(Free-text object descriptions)
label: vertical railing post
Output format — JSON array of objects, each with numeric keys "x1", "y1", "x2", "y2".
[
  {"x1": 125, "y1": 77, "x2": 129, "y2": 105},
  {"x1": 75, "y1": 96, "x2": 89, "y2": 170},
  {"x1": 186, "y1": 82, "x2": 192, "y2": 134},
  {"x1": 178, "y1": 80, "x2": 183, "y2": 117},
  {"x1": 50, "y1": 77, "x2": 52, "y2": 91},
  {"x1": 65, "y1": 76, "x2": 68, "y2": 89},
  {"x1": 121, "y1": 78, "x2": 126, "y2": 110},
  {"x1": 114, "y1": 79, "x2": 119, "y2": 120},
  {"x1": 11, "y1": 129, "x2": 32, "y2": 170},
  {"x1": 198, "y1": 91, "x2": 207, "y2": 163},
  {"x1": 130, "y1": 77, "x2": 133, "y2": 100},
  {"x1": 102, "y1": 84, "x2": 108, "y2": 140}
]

=== Required work ===
Write the records out again so that each one matches the original exactly.

=== Answer ===
label: vertical railing post
Output format — JSON array of objects, each with numeric keys "x1", "y1", "x2", "y2".
[
  {"x1": 125, "y1": 77, "x2": 129, "y2": 105},
  {"x1": 75, "y1": 96, "x2": 89, "y2": 170},
  {"x1": 186, "y1": 82, "x2": 192, "y2": 134},
  {"x1": 178, "y1": 80, "x2": 183, "y2": 117},
  {"x1": 50, "y1": 77, "x2": 52, "y2": 91},
  {"x1": 65, "y1": 76, "x2": 68, "y2": 89},
  {"x1": 121, "y1": 78, "x2": 126, "y2": 110},
  {"x1": 114, "y1": 79, "x2": 119, "y2": 120},
  {"x1": 11, "y1": 129, "x2": 32, "y2": 170},
  {"x1": 198, "y1": 91, "x2": 207, "y2": 163},
  {"x1": 130, "y1": 77, "x2": 133, "y2": 100},
  {"x1": 102, "y1": 84, "x2": 108, "y2": 140}
]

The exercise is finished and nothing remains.